Exercise
From the material below, pick out every line that contains the string "reflection" and copy each one in full.

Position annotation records
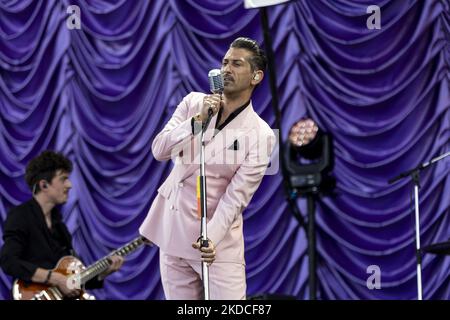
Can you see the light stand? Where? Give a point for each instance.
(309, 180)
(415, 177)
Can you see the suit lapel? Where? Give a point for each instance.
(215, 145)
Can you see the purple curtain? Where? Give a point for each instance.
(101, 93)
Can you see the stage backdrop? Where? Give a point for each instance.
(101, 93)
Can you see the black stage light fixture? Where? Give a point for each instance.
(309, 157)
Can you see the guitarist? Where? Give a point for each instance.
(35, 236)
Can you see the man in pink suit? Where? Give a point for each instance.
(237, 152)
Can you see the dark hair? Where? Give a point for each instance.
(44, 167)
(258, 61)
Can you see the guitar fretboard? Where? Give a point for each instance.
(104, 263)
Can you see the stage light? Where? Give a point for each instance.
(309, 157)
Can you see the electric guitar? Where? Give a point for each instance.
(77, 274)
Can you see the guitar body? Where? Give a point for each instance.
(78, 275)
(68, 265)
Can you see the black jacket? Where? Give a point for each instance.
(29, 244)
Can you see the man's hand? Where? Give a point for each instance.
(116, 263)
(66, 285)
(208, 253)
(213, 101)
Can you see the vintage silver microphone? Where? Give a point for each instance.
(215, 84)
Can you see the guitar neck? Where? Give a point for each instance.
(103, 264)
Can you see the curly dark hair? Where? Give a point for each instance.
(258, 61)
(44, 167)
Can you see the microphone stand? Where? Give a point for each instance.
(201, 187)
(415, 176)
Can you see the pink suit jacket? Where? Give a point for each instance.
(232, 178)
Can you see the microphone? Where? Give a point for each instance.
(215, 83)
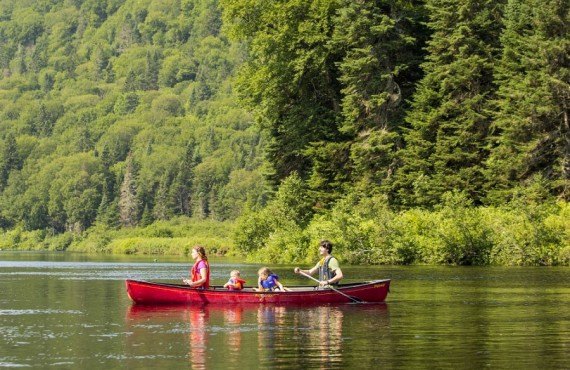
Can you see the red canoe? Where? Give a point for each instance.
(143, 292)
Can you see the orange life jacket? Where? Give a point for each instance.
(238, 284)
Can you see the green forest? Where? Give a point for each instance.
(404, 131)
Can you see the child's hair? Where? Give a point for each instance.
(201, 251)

...

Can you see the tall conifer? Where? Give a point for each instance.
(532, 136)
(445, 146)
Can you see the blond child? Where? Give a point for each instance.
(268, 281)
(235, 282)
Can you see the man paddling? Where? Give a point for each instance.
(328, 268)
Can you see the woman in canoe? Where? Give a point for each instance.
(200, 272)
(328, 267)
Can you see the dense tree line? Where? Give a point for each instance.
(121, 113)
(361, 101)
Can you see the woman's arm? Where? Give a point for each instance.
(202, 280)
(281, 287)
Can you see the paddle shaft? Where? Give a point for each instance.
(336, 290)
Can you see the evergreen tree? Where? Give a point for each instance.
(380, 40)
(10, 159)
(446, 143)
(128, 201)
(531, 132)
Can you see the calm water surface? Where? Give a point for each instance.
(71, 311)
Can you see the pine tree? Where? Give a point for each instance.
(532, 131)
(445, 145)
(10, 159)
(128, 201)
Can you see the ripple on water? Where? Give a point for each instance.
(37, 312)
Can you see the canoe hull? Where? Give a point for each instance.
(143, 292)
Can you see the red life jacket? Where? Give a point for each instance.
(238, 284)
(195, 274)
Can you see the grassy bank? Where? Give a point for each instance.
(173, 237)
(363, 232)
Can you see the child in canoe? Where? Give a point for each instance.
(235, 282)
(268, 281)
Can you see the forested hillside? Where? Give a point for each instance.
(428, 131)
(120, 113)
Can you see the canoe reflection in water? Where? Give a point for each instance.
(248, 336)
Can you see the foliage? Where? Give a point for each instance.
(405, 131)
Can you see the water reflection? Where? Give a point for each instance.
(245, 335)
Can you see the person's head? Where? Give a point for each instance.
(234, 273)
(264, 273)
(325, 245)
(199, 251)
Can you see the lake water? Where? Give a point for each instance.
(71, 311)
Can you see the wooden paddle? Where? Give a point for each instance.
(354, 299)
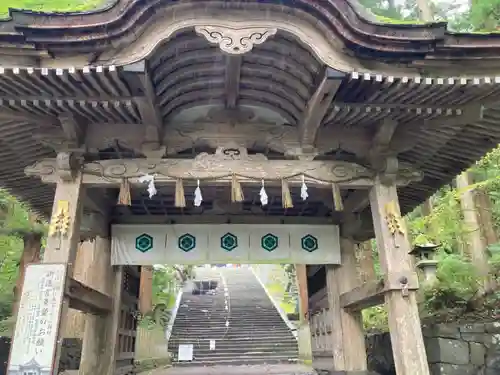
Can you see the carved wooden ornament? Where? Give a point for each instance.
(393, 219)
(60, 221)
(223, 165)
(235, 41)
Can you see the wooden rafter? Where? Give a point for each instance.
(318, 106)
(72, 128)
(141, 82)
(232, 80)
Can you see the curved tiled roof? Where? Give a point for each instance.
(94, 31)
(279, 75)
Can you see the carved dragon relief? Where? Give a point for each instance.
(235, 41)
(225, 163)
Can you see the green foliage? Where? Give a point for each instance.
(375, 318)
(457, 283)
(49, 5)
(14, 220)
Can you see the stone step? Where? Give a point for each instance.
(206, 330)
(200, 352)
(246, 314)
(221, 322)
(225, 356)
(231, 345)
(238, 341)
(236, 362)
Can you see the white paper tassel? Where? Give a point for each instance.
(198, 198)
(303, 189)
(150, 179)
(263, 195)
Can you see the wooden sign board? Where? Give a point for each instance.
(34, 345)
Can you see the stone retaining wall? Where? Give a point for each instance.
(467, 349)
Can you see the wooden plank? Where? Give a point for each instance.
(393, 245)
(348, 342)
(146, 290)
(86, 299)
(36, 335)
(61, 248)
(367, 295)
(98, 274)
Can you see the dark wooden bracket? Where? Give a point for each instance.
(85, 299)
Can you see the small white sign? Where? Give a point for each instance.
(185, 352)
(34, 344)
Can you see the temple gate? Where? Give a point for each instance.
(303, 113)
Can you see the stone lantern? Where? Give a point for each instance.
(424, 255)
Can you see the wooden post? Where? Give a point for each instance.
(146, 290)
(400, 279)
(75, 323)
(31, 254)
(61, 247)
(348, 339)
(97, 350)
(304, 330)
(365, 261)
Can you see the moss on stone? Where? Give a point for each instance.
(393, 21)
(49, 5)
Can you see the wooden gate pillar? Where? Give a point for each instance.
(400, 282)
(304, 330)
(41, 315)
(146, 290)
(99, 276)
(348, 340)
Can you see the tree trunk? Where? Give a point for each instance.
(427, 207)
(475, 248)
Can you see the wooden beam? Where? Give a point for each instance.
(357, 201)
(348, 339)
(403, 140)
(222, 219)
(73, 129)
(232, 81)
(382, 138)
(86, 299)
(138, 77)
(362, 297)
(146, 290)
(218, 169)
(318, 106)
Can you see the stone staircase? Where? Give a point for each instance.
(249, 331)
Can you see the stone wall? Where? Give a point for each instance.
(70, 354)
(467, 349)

Written reply
Can you see the canoe reflection in water? Where? Give a point for each instance.
Can you see the water reflection? Where? Give a point for each instance.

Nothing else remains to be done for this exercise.